→ WORK INSTRUCTIONS
1. In the passage on the EU–U.S. trade deal, restate the paragraph beginning "The tariff threat prompted EU lawmakers" as a short bulleted list, keeping its main facts.
2. Print the part of the passage on the EU–U.S. trade deal from "Arctic security can" up to and including "deal last July.".

The Parliament’s trade committee postponed the vote indefinitely on Jan. 21, according people familiar with the decision, casting doubt on whether the pact will ever get across the finish line. 

The deal has been swept into the deepening crisis between the EU and U.S. over Greenland, which has brought the transatlantic alliance to the brink of rupture. Trump is currently vowing to slap tariffs on several European countries until he is allowed to buy the island, a Danish territory.

The tariff threat prompted EU lawmakers to reconsider an expected ratification vote on a trade deal the bloc struck with Washington last July. The agreement set a 15% tariff on most EU goods in exchange for a pledge to erase all tariffs on U.S. industrial goods and some agricultural products. The pact was partially implemented but still needs Parliament’s approval to be finalized.

At the time, the EU concessions were seen as an effort to avoid a full-blown trade war with Trump and to maintain U.S. security guarantees for the continent as Russia waged its war in Ukraine.

Arctic security can only be achieved together.

This is why the proposed additional tariffs are a mistake, especially between long-standing allies.

The EU and US have agreed to a trade deal last July.

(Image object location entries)
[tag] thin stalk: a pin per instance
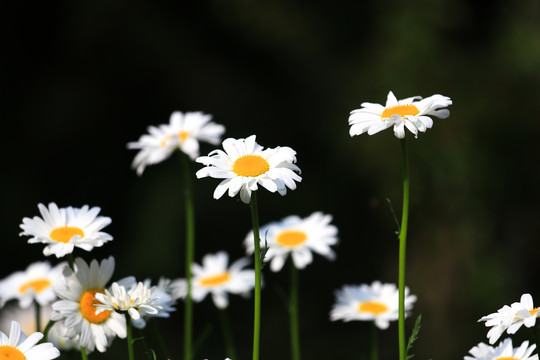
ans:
(227, 333)
(374, 342)
(190, 250)
(257, 259)
(129, 329)
(402, 251)
(293, 313)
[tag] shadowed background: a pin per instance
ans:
(82, 79)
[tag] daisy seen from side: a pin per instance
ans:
(244, 165)
(184, 131)
(217, 278)
(63, 229)
(18, 346)
(36, 283)
(77, 306)
(504, 351)
(297, 237)
(413, 113)
(377, 302)
(511, 318)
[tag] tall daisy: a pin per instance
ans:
(36, 283)
(63, 229)
(183, 132)
(505, 350)
(217, 278)
(412, 113)
(297, 237)
(244, 165)
(18, 346)
(77, 307)
(377, 302)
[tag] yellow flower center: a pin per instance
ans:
(183, 135)
(215, 280)
(291, 238)
(65, 233)
(401, 110)
(11, 353)
(373, 307)
(250, 165)
(88, 307)
(38, 285)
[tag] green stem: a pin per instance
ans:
(257, 258)
(227, 333)
(402, 250)
(129, 337)
(83, 353)
(190, 250)
(293, 313)
(374, 342)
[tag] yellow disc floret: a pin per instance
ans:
(88, 307)
(250, 165)
(291, 238)
(65, 233)
(401, 110)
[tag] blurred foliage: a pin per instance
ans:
(81, 79)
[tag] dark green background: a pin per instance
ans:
(81, 79)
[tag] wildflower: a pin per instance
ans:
(511, 318)
(297, 237)
(66, 228)
(18, 346)
(245, 164)
(215, 277)
(378, 302)
(411, 113)
(77, 307)
(503, 351)
(183, 131)
(36, 283)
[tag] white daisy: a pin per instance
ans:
(36, 283)
(18, 346)
(411, 113)
(183, 132)
(511, 318)
(66, 228)
(215, 277)
(77, 307)
(376, 302)
(505, 351)
(244, 165)
(297, 237)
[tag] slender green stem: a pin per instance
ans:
(227, 333)
(83, 353)
(293, 313)
(402, 250)
(374, 342)
(129, 330)
(190, 250)
(257, 259)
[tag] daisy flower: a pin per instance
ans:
(18, 346)
(217, 278)
(411, 113)
(77, 307)
(183, 132)
(36, 283)
(245, 164)
(511, 318)
(503, 351)
(378, 302)
(63, 229)
(297, 237)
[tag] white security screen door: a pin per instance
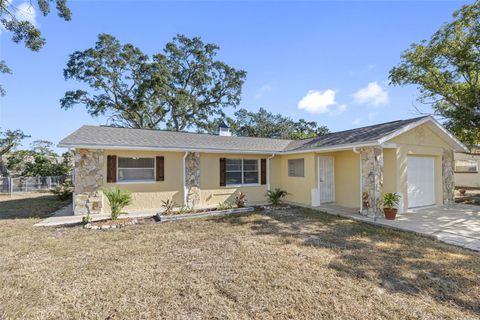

→ ANSWERS TO THE TASKS
1.
- The tariff threat led EU lawmakers to reconsider an expected ratification vote on the trade deal the EU struck with Washington last July.
- The deal set a 15% tariff on most EU goods.
- In return, the EU pledged to erase all tariffs on U.S. industrial goods and some agricultural products.
- The pact has been partially implemented but still needs Parliament's approval to be finalized.

2.
Arctic security can only be achieved together.

This is why the proposed additional tariffs are a mistake, especially between long-standing allies.

The EU and US have agreed to a trade deal last July.